» WORK REQUIRED
Transcribe the listing in full, excluding any pictures.

-- Begin RECORD LIST --

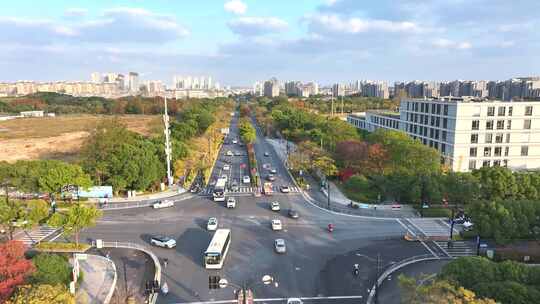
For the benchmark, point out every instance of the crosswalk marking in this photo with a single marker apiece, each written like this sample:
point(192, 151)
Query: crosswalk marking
point(34, 236)
point(458, 249)
point(431, 227)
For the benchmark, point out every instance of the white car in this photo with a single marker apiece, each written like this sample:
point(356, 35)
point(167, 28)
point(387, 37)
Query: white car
point(276, 225)
point(163, 204)
point(212, 224)
point(231, 202)
point(163, 241)
point(279, 246)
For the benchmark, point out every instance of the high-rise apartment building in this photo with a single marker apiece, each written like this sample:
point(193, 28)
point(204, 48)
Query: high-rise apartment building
point(468, 132)
point(271, 88)
point(96, 77)
point(338, 90)
point(133, 82)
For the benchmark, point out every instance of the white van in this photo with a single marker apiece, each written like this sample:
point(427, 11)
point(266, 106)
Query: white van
point(231, 202)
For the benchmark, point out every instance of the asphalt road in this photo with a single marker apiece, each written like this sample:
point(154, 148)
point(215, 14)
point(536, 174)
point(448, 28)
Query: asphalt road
point(317, 263)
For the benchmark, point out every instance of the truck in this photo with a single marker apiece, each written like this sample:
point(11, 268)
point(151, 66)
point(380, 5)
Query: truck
point(219, 190)
point(267, 189)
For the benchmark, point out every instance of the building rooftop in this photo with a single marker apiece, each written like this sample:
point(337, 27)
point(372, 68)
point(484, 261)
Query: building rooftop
point(466, 99)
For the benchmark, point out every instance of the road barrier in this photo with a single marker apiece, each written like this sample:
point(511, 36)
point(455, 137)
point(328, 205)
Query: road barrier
point(141, 204)
point(155, 259)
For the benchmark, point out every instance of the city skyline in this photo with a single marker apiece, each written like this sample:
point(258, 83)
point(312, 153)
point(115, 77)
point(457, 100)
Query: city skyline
point(323, 41)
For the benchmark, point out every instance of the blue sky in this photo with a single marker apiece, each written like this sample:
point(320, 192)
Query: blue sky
point(241, 41)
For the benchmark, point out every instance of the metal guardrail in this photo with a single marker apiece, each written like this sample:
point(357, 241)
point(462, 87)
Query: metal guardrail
point(140, 204)
point(397, 266)
point(155, 259)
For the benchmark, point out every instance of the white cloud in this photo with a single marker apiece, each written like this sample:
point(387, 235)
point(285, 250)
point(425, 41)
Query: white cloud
point(75, 12)
point(449, 44)
point(253, 26)
point(354, 25)
point(236, 7)
point(117, 25)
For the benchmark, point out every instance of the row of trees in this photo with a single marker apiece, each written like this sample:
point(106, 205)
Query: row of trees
point(248, 134)
point(67, 104)
point(435, 292)
point(299, 125)
point(323, 105)
point(506, 282)
point(113, 155)
point(42, 280)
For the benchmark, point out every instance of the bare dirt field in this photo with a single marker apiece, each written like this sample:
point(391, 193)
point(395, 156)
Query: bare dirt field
point(59, 137)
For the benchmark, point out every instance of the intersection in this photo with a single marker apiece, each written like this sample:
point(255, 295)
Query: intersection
point(317, 265)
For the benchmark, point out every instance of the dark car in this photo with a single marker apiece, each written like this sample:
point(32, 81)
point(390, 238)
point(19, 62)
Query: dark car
point(293, 214)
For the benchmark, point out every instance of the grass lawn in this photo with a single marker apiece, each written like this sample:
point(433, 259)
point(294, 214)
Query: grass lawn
point(55, 126)
point(60, 137)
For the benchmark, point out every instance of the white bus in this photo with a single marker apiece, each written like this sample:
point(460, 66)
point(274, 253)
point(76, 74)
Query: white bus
point(215, 255)
point(219, 190)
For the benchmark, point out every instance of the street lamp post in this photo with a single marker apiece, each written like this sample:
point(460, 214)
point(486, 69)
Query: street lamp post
point(328, 192)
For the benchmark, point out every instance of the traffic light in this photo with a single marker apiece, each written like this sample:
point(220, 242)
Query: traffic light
point(213, 282)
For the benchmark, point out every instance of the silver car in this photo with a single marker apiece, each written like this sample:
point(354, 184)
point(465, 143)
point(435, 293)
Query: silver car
point(163, 241)
point(279, 246)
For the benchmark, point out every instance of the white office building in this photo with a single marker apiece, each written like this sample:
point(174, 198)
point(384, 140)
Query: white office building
point(468, 132)
point(133, 82)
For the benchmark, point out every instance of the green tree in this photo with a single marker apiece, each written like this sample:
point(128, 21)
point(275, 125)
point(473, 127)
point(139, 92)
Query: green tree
point(497, 183)
point(326, 165)
point(75, 219)
point(248, 134)
point(56, 174)
point(461, 188)
point(436, 292)
point(51, 269)
point(406, 155)
point(21, 214)
point(469, 271)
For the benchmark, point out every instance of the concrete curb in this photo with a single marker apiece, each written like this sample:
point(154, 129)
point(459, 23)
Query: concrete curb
point(396, 267)
point(115, 277)
point(155, 259)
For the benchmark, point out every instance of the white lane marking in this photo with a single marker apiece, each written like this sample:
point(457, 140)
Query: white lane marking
point(310, 298)
point(429, 249)
point(209, 302)
point(421, 230)
point(404, 226)
point(440, 247)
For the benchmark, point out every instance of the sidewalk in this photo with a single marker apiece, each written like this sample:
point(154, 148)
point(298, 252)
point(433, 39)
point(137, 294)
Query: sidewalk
point(389, 291)
point(99, 280)
point(153, 196)
point(338, 201)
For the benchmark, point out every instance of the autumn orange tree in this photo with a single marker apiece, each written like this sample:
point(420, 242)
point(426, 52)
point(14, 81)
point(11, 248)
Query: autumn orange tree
point(14, 268)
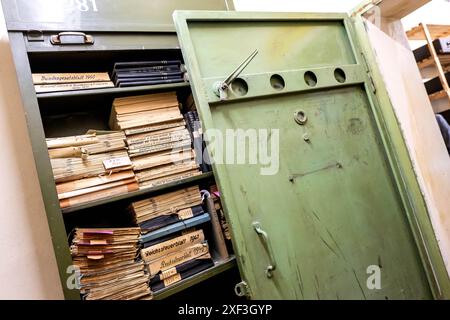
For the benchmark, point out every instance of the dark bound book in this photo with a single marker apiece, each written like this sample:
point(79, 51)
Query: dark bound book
point(184, 270)
point(434, 85)
point(166, 220)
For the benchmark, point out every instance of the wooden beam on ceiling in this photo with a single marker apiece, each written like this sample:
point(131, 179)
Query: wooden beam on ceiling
point(398, 9)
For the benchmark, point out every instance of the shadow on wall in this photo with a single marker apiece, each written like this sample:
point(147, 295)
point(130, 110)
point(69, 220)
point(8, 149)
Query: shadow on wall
point(28, 267)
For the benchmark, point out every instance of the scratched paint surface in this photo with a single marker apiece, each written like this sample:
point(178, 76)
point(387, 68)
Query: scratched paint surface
point(341, 212)
point(333, 209)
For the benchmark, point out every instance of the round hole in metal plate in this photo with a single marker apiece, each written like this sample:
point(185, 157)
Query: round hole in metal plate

-- End RECORD LIST --

» ANSWER TO THIS PROBLEM
For the benchmark, point out every instance of the crosswalk marking in this photo with a single marker apiece, each written like this sample:
point(192, 151)
Query: crosswalk marking
point(34, 236)
point(458, 249)
point(431, 227)
For the benchmark, point out every instance of the white car in this photo with a single marker apiece, each written like this sample:
point(356, 35)
point(167, 28)
point(387, 37)
Query: white car
point(276, 225)
point(163, 204)
point(212, 224)
point(231, 202)
point(163, 241)
point(279, 246)
For the benchmark, point out every instance of the high-rise apartment building in this photo with a single marker apiece, each written like this sample:
point(193, 28)
point(204, 48)
Query: high-rise apartment building
point(468, 132)
point(271, 88)
point(96, 77)
point(338, 90)
point(133, 82)
For the benchmark, point out every instance of the white van in this photo with a single marker apiece, each written like this sample:
point(427, 11)
point(266, 106)
Query: white van
point(231, 202)
For the benchmark, point out every instance of the asphalt road in this photo with a single marker apiece, each written like this sample:
point(154, 148)
point(215, 14)
point(536, 174)
point(448, 28)
Query: asphalt road
point(317, 263)
For the benchmark, point out every instance of the truck in this photo with a single marker apiece, each written like this sample:
point(11, 268)
point(151, 66)
point(380, 5)
Query: truck
point(219, 190)
point(267, 189)
For the benchmark, point out every instance of the building rooftop in this photo with a single marker apiece, each written like this sample:
point(337, 27)
point(372, 68)
point(484, 261)
Query: building rooftop
point(466, 99)
For the benchmark, point out every instance of the road barrier in this photo with a single marker apiece, each written like this sample:
point(511, 36)
point(455, 137)
point(328, 205)
Query: road barrier
point(141, 204)
point(155, 259)
For the benchmark, point out every instance of the city skyline in this photo with a single marker apiece, each written like this sample:
point(258, 83)
point(312, 153)
point(115, 77)
point(457, 100)
Query: city skyline
point(323, 41)
For the benchmark, point out every instance of the blue sky in this photo with a single marker apiece, each written like this sample:
point(320, 192)
Query: blue sky
point(241, 41)
For the benchmark, point out every instance of the metal guardrail in this photo with a single marker apiece, each written like this sample:
point(357, 241)
point(462, 87)
Query: metal guardrail
point(140, 204)
point(397, 266)
point(155, 259)
For the benchmark, point out every instance of the white cloud in this photo with a single marker apiece, each written like this sample:
point(387, 235)
point(285, 250)
point(425, 41)
Query: white cloud
point(75, 12)
point(449, 44)
point(253, 26)
point(354, 25)
point(236, 7)
point(117, 25)
For the benchmark, point out every instance of the row of trees in this photo with a single marker apiece, each written like this sample:
point(106, 205)
Query: row of trees
point(248, 134)
point(67, 104)
point(435, 292)
point(299, 125)
point(323, 105)
point(506, 282)
point(113, 155)
point(42, 280)
For the benchmark, point out every instance of the bare dirt field in this photo with a single marker apiece, each written like this sample:
point(391, 193)
point(395, 156)
Query: bare dirt field
point(59, 137)
For the benchmark, point out every instance of the intersection in this photo with a single marker apiece, each written like this sample:
point(255, 295)
Query: intersection
point(317, 265)
For the benchmark, point out every instance of the dark car in this photo with a single marker apiece, each written like this sample:
point(32, 81)
point(390, 238)
point(19, 62)
Query: dark car
point(293, 214)
For the benchmark, point out every instance of the grass lawn in this photo with a single marker apiece, each written like this sample:
point(433, 259)
point(294, 214)
Query: grass lawn
point(55, 126)
point(60, 137)
For the benchmark, point out every instance of the white bus in this photo with a single marker apiece, each written like this sample:
point(460, 66)
point(274, 253)
point(76, 74)
Query: white bus
point(215, 255)
point(219, 190)
For the benchmark, point out every instance of the street lamp post in this photo with a single marker apiece, each written like this sample:
point(460, 214)
point(486, 69)
Query: street lamp post
point(328, 192)
For the benchmark, point out every instance of the traffic light in this photo with a single marker apiece, each written like this sample:
point(220, 242)
Query: traffic light
point(213, 282)
For the benchmark, point out every instance of the silver car in this photo with a single marker apiece, each written like this sample:
point(354, 184)
point(465, 143)
point(435, 293)
Query: silver car
point(163, 241)
point(279, 246)
For the benchmark, point out every instance of the white office building in this photo with a single marker apiece, each written like this sample:
point(174, 198)
point(384, 140)
Query: white office building
point(468, 132)
point(133, 82)
For the benchmark, point out every instance of the green tree in this photo with a single marker apiece, each written like this sample:
point(128, 21)
point(275, 125)
point(473, 127)
point(139, 92)
Query: green tree
point(497, 183)
point(326, 165)
point(75, 219)
point(248, 134)
point(56, 174)
point(461, 188)
point(436, 292)
point(51, 269)
point(406, 155)
point(21, 214)
point(469, 271)
For the benchmark, point out every instance of the concrete curb in this photo with a single marker apiece, each written like this sample:
point(154, 129)
point(459, 23)
Query: concrete curb
point(396, 267)
point(115, 277)
point(155, 259)
For the benchmark, point out every instance of the white lane marking in this photo with a single marker apiece, each written like this sample:
point(457, 140)
Query: white lane marking
point(310, 298)
point(429, 249)
point(209, 302)
point(421, 230)
point(404, 226)
point(440, 247)
For the benchmark, point out every instance of the sidewalk in this photo with a single marker apiece, each written like this sample:
point(154, 148)
point(298, 252)
point(433, 39)
point(137, 294)
Query: sidewalk
point(389, 291)
point(99, 280)
point(153, 196)
point(338, 201)
For the benchmark, point out every instance of the autumn orange tree in this photo with a single marker apiece, each written like this sample:
point(420, 242)
point(426, 52)
point(14, 81)
point(11, 248)
Query: autumn orange tree
point(14, 268)
For the benchmark, point out every instance of the dark bound book in this photo with a single marker apiece, each written like this sample:
point(79, 51)
Query: dark bound book
point(184, 270)
point(434, 85)
point(166, 220)
For the benchmark, point out every instance of the wooden beam on ceiling in this photo with a single marker apiece, each written like this sample:
point(131, 179)
Query: wooden beam on ceiling
point(398, 9)
For the benchmark, point out every instance of the shadow on wall in this photo with a single marker apiece, each written like this sample:
point(147, 295)
point(130, 110)
point(69, 220)
point(8, 149)
Query: shadow on wall
point(28, 267)
For the benchmark, point out every instance of the scratched paint surface in this photo with a single marker apiece, each written like this sample:
point(178, 76)
point(387, 68)
Query: scratched paint surface
point(341, 212)
point(333, 209)
For the benchmark, point out every instance of the round hole in metal plate in this photo with a single marker apiece, each written like this sample:
point(185, 157)
Query: round hole in metal plate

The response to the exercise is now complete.